DATA RECORDS »
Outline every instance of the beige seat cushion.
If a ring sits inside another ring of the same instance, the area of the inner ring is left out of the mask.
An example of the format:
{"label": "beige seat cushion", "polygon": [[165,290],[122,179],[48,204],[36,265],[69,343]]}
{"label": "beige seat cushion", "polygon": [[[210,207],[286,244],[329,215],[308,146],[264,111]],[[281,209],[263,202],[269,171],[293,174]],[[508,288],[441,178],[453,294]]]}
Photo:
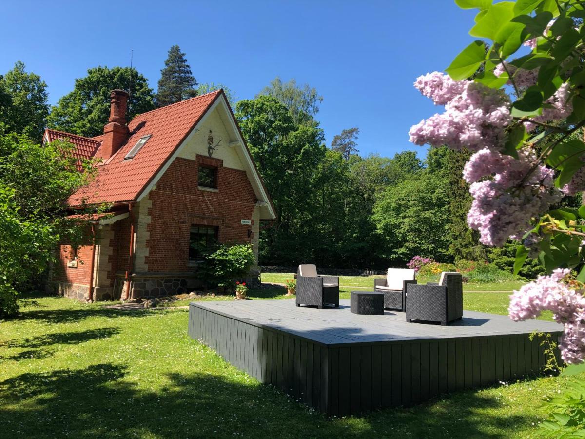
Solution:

AIM OF THE EXERCISE » Please list each line of the listing above that contains the word "label", copying each line in full.

EXERCISE RESULT »
{"label": "beige seat cushion", "polygon": [[165,290],[122,179],[48,204],[36,265],[69,343]]}
{"label": "beige seat cushion", "polygon": [[[210,207],[286,244],[329,215],[308,146],[264,111]],[[281,209],[263,202],[269,171],[293,174]],[[508,288],[441,178],[453,294]]]}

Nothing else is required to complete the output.